What you have to do → Locate every line in the rows below that contains the word "floral", with case taken into account, and copy each of those lines.

── Dataset content

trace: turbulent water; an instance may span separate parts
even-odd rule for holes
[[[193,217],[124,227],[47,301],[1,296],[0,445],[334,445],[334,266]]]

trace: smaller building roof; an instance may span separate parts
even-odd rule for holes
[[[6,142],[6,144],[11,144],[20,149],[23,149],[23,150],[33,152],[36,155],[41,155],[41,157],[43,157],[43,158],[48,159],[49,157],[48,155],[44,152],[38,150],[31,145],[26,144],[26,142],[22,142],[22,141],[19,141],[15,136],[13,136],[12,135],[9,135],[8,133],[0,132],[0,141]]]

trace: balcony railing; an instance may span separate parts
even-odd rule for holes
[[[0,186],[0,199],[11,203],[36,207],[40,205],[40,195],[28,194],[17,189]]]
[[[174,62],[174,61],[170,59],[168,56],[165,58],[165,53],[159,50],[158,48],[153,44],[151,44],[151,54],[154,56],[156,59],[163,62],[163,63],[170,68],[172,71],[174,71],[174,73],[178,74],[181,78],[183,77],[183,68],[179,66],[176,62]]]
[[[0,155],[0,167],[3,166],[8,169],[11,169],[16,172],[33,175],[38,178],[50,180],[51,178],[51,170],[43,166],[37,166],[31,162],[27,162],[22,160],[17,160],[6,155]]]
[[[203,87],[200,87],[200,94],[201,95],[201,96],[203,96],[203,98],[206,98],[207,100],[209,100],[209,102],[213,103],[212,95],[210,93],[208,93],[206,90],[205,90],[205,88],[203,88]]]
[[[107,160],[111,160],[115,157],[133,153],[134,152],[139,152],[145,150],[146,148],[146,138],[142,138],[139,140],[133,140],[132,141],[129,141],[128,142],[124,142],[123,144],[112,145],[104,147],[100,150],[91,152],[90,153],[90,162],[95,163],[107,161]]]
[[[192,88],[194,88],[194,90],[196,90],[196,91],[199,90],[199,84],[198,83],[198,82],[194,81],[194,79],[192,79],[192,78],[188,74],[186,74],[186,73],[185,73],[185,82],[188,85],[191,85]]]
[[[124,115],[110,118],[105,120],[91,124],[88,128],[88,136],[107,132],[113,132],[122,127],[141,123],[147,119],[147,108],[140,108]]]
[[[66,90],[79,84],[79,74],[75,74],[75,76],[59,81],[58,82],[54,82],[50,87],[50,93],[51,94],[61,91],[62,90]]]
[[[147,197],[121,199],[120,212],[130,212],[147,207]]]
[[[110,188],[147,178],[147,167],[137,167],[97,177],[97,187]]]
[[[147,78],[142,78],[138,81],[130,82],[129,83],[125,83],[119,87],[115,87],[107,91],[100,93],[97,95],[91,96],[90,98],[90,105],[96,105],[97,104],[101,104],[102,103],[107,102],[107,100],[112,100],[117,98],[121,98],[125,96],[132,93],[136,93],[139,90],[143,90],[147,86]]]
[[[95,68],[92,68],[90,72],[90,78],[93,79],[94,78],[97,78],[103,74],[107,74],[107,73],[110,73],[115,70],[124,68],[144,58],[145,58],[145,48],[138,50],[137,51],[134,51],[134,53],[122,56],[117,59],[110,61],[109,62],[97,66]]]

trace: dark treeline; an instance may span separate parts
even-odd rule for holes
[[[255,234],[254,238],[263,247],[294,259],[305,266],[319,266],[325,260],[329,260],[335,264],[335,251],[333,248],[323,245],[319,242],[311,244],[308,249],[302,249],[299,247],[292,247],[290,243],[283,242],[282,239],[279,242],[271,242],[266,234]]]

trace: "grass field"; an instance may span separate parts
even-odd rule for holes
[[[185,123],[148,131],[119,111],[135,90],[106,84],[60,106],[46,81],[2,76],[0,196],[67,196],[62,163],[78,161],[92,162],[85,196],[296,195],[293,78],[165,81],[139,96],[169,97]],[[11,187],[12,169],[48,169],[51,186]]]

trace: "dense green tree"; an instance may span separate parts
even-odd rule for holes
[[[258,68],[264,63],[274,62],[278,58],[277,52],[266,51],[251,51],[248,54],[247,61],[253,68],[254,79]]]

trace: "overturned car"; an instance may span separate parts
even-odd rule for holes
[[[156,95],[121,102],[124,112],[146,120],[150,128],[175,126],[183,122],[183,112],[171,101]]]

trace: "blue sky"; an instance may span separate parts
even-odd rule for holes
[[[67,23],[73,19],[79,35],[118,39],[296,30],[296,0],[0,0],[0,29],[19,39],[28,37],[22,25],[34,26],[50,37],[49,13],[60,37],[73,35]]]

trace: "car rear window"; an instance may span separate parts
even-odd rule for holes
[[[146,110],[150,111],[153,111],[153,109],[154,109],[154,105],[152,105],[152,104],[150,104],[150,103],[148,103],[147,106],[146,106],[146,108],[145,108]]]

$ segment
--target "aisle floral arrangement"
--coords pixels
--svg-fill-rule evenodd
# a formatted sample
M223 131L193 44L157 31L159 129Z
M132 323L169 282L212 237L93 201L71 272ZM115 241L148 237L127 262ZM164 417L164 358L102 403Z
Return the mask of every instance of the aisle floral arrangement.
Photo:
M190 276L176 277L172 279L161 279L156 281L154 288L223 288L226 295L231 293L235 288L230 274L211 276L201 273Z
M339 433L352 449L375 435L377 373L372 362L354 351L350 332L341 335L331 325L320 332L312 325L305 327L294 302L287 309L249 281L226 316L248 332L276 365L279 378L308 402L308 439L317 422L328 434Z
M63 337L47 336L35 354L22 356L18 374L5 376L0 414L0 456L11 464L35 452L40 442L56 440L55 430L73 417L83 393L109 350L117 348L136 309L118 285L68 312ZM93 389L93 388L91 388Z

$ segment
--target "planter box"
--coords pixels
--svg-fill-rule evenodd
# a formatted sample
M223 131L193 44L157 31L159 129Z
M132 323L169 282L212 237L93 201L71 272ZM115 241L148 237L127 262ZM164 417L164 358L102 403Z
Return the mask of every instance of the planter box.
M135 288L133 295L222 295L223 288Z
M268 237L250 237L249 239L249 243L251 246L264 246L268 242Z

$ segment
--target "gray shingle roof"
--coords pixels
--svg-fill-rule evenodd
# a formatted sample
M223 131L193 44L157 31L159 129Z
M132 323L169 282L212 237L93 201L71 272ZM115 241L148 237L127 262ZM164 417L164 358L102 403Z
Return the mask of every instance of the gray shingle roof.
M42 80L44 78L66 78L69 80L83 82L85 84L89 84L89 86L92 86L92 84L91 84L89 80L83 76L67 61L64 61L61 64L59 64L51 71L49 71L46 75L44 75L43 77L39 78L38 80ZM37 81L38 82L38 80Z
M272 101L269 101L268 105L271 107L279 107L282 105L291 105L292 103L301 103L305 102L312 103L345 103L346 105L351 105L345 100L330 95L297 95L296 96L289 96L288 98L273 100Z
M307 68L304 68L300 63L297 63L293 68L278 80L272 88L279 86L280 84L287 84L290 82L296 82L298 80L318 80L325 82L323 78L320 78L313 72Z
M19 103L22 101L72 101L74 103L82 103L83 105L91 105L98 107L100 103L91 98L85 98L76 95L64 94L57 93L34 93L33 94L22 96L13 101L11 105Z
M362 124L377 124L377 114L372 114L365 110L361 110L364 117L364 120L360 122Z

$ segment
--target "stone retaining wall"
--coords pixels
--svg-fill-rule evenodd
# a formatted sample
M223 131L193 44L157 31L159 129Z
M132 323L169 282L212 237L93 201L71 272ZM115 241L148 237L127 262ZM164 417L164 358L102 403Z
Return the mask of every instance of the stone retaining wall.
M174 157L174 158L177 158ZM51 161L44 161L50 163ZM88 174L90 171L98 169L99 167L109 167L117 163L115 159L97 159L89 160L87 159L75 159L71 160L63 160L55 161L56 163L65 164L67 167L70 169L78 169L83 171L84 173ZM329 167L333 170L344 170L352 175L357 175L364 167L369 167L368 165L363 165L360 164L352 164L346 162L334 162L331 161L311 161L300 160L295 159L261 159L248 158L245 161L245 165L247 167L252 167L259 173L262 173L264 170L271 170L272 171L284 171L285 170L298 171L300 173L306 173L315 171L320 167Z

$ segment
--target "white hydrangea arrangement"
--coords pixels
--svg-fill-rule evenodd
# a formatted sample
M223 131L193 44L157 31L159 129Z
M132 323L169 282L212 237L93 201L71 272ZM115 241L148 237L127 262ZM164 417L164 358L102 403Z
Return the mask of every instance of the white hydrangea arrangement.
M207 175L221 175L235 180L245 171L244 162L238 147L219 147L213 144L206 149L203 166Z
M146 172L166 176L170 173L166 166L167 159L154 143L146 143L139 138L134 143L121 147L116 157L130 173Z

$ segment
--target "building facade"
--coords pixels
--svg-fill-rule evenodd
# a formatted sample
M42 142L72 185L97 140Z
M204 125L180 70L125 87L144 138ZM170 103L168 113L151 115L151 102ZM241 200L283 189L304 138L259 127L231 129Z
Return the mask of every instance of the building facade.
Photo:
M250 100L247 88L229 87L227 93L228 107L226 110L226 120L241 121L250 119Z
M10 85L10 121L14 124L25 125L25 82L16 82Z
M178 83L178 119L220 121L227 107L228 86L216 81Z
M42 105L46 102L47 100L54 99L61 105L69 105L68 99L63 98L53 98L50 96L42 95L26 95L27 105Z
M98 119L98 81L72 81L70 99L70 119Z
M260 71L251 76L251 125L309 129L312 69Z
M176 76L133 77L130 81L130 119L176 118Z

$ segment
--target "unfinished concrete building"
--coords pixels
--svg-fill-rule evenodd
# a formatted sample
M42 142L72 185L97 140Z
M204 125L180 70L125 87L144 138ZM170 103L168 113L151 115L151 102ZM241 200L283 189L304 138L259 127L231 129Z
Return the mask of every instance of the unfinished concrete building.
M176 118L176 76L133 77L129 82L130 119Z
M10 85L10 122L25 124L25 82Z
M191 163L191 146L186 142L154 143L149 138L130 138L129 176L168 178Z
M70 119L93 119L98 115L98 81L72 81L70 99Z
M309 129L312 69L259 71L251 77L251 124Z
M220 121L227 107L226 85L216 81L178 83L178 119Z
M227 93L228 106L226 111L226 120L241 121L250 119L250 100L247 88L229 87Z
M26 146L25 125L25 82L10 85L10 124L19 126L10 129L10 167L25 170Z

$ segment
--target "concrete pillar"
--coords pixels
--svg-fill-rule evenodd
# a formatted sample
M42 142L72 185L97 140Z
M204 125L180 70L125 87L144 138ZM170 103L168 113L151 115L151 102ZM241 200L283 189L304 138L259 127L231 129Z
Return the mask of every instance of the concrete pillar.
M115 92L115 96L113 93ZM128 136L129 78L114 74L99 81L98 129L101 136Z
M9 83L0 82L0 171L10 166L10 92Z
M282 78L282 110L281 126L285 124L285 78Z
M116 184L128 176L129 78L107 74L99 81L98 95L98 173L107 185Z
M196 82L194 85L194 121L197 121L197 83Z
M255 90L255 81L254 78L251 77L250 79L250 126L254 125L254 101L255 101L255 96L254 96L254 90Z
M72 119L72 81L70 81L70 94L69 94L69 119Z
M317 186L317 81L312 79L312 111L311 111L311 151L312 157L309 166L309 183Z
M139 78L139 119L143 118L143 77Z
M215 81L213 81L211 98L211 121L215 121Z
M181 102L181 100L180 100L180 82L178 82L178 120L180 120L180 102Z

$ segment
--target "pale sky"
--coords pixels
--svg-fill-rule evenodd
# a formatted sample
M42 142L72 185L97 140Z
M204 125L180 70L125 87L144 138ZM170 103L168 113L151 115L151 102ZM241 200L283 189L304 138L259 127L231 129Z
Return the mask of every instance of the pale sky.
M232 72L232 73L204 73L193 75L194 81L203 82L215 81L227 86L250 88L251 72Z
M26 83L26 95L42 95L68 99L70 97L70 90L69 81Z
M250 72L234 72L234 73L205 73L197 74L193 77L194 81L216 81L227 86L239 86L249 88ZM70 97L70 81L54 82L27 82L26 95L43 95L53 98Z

────

Reply →
--target "aisle floral arrangement"
Return the mask of every instance of the aisle floral arrangement.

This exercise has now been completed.